Exercise directions: Pull out every line of the items below that contains the string "sign", and copy each of those lines in full.

Records for the task:
==*==
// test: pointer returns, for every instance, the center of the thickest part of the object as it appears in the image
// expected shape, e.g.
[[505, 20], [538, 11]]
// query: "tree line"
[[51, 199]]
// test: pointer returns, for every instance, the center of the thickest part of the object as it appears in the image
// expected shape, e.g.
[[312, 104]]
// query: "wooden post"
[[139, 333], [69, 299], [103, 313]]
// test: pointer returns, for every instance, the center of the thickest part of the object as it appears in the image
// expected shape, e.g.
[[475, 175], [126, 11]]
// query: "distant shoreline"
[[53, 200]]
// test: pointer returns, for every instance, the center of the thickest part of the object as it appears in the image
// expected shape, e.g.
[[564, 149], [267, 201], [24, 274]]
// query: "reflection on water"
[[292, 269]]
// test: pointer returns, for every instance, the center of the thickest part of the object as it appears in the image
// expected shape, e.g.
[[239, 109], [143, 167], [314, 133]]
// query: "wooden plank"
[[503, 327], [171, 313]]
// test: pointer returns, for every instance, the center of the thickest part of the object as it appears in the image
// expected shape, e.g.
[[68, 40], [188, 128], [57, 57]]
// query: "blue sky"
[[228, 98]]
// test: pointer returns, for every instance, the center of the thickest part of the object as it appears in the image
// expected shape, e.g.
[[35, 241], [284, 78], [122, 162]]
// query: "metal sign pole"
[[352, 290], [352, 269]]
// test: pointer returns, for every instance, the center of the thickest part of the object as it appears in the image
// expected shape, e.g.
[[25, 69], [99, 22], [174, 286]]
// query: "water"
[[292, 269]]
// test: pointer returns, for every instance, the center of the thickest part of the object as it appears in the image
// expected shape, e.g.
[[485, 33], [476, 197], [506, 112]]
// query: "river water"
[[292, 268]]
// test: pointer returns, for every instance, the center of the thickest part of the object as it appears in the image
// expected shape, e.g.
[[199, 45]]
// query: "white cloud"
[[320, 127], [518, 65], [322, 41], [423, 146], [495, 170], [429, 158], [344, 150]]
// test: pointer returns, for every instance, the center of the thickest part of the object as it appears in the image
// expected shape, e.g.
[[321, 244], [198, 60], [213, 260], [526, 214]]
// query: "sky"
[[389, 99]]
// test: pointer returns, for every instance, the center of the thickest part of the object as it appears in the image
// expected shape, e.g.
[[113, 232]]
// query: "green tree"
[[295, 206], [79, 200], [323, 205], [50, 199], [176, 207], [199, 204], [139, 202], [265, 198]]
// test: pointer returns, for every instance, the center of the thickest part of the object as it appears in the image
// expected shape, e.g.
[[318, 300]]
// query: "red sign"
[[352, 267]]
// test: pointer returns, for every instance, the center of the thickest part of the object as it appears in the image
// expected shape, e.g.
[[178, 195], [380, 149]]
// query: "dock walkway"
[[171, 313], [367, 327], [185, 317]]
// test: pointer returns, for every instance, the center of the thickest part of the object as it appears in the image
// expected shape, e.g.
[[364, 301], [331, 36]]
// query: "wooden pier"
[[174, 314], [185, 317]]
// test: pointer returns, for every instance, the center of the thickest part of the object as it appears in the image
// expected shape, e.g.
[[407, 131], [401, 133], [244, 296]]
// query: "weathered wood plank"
==*==
Worked answer:
// query: "metal sign pole"
// query: "red sign"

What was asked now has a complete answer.